▸ AIM OF THE EXERCISE
In the excerpt about Saint Francis Service Dogs, how long and how much money does it take to train each dog the organization places?

▸ DOCUMENT EXCERPT
:::
The company was founded in 1996 when co-founder Carol Willoughby had her service dog privately trained and realized that the costs were not something many families could easily afford. Today Saint Francis Service Dogs is the largest service dog organization in Virginia and is accredited by Assistance Dogs International.

Willoughby was diagnosed with rheumatoid arthritis at the age of 22.

“We literally started [the organization] around her kitchen table,” says Deborah Duerk, office manager. “We have now grown into a much longer organization, but the things that were important to us back then - offering really personal attention and being able to offer that at a very small cost to our partners – those things continue to be just as important.”

Applicants to the program are required to pay a nominal $25 application fee. St Francis partners are asked to pay about $200 for the equipment they receive when they officially take ownership of the dog. The equipment includes a crate, vest, leash, and collar.

It takes two years and about $25,000 to train each dog they place, but the non-profit organization doesn’t pass the expenses for that along to its partners. Residents of Virginia and those who live within a three-hour radius of the Saint Francis Service Dogs facility in Roanoke, are eligible to apply.
:::
▸ EXTRACTED MATERIAL

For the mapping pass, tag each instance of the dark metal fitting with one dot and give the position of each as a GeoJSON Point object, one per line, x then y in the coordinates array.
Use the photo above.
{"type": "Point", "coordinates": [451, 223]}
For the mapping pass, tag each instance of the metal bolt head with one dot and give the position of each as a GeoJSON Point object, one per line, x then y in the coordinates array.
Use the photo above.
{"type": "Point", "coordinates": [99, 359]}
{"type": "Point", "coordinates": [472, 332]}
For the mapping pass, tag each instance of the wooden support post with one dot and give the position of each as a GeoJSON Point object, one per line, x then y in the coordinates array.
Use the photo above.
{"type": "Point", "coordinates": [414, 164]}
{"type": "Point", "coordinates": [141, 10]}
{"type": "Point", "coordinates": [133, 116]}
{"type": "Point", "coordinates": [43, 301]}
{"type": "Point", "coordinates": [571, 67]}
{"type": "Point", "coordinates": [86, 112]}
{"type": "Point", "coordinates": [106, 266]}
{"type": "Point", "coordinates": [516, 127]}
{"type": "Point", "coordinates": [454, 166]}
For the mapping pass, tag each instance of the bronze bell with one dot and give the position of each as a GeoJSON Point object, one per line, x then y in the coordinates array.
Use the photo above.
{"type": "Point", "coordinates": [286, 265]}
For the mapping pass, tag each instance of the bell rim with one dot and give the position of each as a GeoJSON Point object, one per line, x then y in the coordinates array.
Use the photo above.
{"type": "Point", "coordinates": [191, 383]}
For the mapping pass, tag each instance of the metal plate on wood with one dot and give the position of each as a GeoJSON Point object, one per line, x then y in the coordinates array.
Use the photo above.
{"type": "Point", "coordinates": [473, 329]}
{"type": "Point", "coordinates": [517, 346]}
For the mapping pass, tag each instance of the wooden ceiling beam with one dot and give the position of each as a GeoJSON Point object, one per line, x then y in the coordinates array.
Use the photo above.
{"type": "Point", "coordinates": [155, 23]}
:::
▸ REPLY
Two years and about $25,000.